What you will do:
Pick out every line below that contains the string "steel", and copy each one.

^^^^^^^^^^^^^^^^

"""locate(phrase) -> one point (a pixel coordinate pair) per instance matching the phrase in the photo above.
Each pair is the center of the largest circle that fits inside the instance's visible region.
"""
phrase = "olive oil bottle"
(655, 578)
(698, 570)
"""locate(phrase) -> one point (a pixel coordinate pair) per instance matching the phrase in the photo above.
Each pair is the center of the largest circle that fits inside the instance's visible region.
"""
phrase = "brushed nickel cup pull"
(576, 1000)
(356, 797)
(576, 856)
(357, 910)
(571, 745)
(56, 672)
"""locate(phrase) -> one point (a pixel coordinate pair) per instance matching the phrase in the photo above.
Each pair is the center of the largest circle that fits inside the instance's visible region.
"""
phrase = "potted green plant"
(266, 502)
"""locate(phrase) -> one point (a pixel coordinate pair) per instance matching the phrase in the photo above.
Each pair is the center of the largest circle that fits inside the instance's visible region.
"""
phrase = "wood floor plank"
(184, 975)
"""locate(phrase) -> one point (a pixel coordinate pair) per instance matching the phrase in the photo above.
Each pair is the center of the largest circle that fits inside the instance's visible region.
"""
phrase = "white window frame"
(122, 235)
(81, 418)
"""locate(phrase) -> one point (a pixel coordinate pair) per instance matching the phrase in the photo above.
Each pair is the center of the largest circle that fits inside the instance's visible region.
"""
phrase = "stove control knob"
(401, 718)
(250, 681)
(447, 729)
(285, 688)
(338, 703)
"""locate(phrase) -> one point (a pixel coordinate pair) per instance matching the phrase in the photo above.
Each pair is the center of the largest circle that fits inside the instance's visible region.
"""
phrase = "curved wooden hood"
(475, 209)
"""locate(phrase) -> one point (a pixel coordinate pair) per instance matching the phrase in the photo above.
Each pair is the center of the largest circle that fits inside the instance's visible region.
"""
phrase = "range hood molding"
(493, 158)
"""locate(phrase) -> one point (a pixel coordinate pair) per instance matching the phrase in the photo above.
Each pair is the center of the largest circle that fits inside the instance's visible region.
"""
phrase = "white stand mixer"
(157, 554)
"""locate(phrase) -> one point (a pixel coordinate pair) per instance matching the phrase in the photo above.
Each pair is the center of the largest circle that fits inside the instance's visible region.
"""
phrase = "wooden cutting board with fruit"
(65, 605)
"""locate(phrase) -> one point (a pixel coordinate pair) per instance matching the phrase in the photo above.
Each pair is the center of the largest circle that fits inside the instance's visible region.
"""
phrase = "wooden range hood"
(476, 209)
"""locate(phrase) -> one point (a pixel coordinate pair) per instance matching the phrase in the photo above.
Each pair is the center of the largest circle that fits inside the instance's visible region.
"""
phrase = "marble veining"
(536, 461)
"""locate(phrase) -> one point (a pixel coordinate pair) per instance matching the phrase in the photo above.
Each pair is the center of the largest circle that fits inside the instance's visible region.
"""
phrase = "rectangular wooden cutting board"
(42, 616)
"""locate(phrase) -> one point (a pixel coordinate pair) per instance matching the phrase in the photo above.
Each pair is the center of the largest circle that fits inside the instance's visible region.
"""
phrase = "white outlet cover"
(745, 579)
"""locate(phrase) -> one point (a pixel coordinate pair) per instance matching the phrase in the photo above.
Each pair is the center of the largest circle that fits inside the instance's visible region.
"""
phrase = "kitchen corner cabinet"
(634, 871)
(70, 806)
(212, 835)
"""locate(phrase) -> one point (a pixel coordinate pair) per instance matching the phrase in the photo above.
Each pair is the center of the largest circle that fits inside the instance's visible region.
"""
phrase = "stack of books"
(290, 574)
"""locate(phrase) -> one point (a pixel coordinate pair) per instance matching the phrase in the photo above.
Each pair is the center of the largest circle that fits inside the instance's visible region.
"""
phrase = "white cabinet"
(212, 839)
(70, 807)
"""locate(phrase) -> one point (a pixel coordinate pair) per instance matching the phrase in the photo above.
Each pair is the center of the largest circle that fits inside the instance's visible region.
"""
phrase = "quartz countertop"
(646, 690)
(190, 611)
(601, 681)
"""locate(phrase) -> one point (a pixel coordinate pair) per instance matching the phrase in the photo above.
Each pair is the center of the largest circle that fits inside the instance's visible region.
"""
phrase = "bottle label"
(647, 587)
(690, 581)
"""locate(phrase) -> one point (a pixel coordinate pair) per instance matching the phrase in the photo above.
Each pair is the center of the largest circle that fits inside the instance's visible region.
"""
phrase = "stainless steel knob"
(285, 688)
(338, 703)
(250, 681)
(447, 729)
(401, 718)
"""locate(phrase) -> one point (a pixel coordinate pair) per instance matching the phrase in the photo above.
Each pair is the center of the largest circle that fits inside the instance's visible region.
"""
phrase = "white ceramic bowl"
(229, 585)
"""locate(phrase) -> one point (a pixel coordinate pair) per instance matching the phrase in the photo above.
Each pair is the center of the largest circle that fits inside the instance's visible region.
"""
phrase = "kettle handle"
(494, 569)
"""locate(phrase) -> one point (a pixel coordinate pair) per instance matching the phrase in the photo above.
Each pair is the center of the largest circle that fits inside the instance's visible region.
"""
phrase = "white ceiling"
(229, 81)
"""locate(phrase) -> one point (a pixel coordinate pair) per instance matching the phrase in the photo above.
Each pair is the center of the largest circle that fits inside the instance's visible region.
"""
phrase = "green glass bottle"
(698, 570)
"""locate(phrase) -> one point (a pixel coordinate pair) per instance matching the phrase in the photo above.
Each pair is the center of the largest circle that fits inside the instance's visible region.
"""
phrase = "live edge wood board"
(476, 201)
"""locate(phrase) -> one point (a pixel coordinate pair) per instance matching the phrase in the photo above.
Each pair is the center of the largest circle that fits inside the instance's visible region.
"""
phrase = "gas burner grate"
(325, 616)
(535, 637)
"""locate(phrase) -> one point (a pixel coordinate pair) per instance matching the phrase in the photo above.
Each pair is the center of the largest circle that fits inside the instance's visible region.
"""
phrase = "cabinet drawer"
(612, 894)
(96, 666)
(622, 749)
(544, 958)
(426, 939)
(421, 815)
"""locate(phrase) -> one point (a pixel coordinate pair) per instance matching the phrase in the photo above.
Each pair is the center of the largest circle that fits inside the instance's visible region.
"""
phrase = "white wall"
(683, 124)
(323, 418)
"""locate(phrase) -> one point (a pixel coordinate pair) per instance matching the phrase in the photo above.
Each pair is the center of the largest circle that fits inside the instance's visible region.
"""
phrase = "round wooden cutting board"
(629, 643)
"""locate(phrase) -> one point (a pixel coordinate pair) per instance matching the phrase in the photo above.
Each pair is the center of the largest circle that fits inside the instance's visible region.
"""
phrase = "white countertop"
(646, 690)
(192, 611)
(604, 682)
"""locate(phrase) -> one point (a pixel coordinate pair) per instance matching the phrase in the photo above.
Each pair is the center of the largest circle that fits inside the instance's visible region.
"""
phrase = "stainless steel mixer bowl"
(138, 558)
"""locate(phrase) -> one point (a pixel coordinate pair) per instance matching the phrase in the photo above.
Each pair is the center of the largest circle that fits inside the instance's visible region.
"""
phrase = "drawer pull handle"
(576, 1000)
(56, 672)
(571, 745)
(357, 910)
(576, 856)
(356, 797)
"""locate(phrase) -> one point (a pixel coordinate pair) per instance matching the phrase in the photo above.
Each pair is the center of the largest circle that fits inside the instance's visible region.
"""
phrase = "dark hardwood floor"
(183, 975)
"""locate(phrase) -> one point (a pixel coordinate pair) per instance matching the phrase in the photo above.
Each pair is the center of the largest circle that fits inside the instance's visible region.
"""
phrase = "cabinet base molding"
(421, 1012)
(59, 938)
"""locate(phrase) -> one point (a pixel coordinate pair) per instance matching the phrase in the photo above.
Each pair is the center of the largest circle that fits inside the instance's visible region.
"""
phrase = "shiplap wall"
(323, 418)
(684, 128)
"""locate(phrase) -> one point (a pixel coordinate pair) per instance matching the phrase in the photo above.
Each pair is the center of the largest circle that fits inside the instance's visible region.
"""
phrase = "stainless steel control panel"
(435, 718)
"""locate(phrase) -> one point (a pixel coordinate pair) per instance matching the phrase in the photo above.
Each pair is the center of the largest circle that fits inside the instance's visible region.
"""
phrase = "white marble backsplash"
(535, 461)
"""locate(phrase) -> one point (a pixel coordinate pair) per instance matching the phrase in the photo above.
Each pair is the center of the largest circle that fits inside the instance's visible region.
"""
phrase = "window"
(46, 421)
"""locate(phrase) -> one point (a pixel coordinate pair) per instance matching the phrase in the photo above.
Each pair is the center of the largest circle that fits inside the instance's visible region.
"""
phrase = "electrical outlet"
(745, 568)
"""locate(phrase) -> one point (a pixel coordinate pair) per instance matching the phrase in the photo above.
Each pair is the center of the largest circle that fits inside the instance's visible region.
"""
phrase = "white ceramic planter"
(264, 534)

^^^^^^^^^^^^^^^^

Answer in full:
phrase = "stainless steel knob"
phrase = "stainless steel mixer bowl"
phrase = "stainless steel control panel"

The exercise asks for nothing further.